Using the listing that follows, filter out every line lacking the string "below" and return the rest.

▸ Input for this task:
========================================

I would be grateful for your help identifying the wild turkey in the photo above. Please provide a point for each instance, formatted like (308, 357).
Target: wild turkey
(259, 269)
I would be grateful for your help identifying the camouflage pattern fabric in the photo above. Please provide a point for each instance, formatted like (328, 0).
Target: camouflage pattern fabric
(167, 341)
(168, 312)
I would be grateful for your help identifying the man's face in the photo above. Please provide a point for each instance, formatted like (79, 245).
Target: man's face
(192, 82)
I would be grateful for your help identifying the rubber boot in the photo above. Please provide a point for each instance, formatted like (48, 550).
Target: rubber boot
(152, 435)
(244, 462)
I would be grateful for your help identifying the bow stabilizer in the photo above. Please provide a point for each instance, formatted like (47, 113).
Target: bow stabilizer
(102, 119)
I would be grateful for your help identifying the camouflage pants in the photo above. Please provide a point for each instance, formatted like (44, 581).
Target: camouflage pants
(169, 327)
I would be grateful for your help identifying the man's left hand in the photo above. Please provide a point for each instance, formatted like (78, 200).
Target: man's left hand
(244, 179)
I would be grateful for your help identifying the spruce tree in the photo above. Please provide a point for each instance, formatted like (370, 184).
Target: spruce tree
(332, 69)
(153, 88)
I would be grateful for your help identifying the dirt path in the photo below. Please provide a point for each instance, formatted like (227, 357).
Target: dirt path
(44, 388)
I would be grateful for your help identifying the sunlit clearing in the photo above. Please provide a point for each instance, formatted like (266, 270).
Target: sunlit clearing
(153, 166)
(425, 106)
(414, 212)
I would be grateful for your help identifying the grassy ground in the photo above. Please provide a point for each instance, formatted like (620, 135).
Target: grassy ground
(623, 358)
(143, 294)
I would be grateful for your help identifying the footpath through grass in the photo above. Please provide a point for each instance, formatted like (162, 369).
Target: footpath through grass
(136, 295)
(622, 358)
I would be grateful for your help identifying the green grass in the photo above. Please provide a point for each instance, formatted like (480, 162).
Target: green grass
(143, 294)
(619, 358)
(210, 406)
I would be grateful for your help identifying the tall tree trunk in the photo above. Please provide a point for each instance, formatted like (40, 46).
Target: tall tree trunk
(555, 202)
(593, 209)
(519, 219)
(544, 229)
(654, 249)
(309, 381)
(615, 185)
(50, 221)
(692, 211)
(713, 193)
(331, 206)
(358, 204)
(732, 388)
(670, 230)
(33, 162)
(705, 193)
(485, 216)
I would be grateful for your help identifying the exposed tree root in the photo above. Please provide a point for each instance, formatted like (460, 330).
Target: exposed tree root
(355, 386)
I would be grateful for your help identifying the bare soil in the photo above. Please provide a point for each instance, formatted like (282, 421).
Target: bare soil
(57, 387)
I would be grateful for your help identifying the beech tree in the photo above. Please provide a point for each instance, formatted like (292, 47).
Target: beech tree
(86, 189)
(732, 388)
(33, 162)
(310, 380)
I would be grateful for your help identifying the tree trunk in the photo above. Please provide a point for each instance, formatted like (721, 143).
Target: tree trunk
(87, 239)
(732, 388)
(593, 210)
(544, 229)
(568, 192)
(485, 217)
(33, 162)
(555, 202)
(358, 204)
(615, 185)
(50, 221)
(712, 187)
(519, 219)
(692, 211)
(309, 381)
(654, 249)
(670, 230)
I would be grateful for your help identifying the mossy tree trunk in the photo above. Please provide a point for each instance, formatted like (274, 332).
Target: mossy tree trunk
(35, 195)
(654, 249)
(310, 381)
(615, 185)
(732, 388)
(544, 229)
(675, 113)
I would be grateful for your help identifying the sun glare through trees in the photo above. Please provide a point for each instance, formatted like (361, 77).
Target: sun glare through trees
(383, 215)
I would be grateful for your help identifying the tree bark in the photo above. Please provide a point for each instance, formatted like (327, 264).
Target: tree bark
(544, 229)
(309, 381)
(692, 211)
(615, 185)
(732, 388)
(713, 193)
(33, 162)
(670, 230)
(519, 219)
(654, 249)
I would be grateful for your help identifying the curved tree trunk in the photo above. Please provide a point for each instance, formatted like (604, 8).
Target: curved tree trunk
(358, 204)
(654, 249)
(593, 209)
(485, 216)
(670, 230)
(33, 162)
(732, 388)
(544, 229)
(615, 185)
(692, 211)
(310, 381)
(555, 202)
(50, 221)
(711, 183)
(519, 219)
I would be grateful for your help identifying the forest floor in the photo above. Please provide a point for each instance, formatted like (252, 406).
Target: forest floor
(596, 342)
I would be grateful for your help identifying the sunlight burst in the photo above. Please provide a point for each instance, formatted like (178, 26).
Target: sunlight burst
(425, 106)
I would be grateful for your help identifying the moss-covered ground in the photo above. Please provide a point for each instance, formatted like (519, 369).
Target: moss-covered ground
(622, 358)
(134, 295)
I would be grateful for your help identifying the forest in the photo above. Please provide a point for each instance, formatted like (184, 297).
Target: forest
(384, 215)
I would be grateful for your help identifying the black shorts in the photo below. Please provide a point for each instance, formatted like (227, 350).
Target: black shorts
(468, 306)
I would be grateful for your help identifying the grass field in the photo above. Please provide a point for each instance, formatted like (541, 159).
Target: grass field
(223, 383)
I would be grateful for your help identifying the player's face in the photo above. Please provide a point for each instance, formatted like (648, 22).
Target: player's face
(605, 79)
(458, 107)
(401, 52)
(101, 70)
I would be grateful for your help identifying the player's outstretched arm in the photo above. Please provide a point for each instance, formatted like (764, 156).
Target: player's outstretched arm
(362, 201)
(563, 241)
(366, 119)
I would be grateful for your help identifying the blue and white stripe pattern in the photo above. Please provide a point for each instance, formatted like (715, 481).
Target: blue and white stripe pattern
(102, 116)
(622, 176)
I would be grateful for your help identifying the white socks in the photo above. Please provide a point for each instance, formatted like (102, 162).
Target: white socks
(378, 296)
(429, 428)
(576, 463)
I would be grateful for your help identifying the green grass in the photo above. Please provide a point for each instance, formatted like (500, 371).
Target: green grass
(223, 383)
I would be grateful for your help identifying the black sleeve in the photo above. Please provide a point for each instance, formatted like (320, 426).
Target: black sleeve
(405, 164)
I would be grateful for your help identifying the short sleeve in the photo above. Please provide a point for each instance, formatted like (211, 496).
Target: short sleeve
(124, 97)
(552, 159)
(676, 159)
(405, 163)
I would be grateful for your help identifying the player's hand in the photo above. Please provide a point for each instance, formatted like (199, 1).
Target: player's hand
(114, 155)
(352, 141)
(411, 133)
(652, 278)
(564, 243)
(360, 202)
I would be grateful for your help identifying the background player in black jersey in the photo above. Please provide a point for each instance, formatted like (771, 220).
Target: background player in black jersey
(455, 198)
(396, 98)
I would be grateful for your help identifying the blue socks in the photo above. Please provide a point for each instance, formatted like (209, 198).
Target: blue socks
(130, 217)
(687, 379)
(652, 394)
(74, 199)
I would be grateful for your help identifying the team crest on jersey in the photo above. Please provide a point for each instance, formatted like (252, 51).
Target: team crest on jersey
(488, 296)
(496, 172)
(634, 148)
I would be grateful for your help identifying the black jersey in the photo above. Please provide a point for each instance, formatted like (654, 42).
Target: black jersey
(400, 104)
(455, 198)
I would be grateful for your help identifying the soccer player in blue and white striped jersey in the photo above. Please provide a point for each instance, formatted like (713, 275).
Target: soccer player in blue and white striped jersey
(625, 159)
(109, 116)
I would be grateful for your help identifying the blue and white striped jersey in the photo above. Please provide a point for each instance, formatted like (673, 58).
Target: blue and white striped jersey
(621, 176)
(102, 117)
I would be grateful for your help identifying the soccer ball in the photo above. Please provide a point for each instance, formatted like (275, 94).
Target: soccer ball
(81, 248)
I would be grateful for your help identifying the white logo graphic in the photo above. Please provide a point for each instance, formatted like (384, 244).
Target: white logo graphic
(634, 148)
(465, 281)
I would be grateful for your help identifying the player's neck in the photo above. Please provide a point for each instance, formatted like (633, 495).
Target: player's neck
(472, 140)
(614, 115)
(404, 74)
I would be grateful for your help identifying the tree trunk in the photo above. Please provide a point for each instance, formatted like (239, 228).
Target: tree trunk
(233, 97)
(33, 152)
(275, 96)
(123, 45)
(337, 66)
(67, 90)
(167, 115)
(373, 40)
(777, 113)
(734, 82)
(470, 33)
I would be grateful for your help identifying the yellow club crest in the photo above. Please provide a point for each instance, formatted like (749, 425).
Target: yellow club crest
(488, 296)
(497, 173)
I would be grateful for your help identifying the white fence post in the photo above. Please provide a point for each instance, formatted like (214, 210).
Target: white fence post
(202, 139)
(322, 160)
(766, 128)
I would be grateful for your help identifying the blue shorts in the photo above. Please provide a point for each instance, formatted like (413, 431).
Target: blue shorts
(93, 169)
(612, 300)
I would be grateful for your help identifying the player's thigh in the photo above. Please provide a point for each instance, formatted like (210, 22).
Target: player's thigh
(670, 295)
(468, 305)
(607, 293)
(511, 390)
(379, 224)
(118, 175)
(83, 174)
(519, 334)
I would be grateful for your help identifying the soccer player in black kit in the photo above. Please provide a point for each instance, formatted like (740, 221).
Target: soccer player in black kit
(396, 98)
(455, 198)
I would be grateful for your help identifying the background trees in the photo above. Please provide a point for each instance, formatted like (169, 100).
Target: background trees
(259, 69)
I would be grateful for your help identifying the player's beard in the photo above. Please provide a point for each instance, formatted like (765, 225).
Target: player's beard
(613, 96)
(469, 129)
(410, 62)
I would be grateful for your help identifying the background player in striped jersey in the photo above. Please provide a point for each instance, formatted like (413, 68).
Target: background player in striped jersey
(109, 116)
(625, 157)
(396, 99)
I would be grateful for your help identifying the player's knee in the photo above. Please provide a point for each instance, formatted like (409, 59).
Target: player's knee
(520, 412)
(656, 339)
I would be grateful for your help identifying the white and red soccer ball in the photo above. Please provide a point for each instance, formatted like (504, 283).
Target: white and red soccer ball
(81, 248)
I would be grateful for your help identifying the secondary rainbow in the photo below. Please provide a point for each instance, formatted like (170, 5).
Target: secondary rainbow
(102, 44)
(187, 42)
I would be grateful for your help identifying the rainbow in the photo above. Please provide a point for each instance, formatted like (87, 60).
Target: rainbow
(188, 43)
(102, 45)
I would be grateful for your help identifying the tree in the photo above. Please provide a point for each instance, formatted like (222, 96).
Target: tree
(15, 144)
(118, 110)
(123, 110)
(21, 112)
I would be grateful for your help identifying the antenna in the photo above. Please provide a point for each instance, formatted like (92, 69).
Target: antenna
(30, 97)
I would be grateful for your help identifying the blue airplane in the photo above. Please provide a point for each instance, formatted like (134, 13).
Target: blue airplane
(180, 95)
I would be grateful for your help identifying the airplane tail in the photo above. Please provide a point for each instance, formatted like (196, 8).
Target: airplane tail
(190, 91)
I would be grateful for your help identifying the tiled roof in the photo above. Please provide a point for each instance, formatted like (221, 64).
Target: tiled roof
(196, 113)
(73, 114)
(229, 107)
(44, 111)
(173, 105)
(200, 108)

========================================

▸ Exercise answer:
I would be grateful for your help identifying the dirt path in the photo below. Please provide a point for each instance, formatted like (227, 357).
I would be grateful for your help identifying the black shorts in the photo below. Please provide a point for each instance, formatted like (227, 350).
I would be grateful for your help identifying the secondary rainbow in the photo below. Please provide a point for each instance, formatted like (170, 5).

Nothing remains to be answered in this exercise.